§ **Stored data**

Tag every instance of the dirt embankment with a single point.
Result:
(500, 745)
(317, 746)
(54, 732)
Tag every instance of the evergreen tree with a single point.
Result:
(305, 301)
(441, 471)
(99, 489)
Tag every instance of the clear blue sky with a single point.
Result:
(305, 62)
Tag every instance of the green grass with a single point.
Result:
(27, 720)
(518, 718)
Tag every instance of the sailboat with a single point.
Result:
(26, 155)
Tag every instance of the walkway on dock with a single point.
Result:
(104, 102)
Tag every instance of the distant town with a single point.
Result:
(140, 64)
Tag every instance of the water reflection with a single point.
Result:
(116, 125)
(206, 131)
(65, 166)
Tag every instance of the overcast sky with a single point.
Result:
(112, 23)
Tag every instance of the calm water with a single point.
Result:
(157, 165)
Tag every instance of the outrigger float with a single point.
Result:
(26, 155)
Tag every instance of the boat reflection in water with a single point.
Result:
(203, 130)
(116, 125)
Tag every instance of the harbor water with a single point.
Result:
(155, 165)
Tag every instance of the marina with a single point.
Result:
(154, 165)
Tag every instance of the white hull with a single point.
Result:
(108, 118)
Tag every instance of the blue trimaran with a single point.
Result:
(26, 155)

---

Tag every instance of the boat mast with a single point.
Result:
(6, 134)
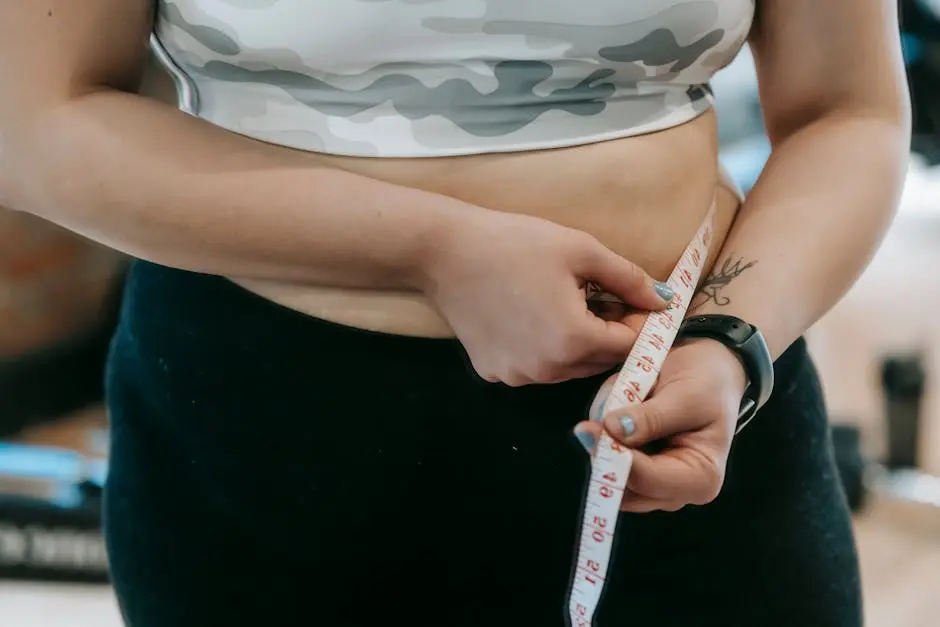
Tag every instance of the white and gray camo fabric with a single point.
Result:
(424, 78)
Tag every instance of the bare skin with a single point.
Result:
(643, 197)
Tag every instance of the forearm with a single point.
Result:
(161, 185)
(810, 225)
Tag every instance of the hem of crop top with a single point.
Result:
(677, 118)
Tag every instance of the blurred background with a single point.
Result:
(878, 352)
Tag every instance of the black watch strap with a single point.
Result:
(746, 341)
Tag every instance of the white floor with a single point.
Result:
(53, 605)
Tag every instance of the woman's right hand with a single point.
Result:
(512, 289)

§ **Exercise details**
Find "reflection" in the preceding records. Copy each line that holds it.

§ **Written solution**
Tag every instance of the water reflection with a single point.
Tag every instance of the boat reflection in water with a single point.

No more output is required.